— BEGIN AVAILABLE RECORDS —
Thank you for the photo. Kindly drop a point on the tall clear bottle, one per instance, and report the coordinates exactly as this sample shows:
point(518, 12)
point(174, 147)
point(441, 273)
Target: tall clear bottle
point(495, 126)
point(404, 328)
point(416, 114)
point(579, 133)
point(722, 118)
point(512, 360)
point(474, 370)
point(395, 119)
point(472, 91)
— END AVAILABLE RECORDS —
**AIM**
Reproduce the listing in full, substituting "tall glass bottle" for every occurrence of "tall clear bottle" and leaving everything else unchanged.

**ANSWER**
Thank you for the photo. Kindly drop a point on the tall glass bottle, one per instance, and report the coordinates exactly as this sample shows:
point(518, 12)
point(174, 147)
point(441, 273)
Target: tall glass bottle
point(495, 126)
point(404, 328)
point(416, 114)
point(579, 133)
point(722, 118)
point(512, 360)
point(474, 370)
point(395, 119)
point(472, 91)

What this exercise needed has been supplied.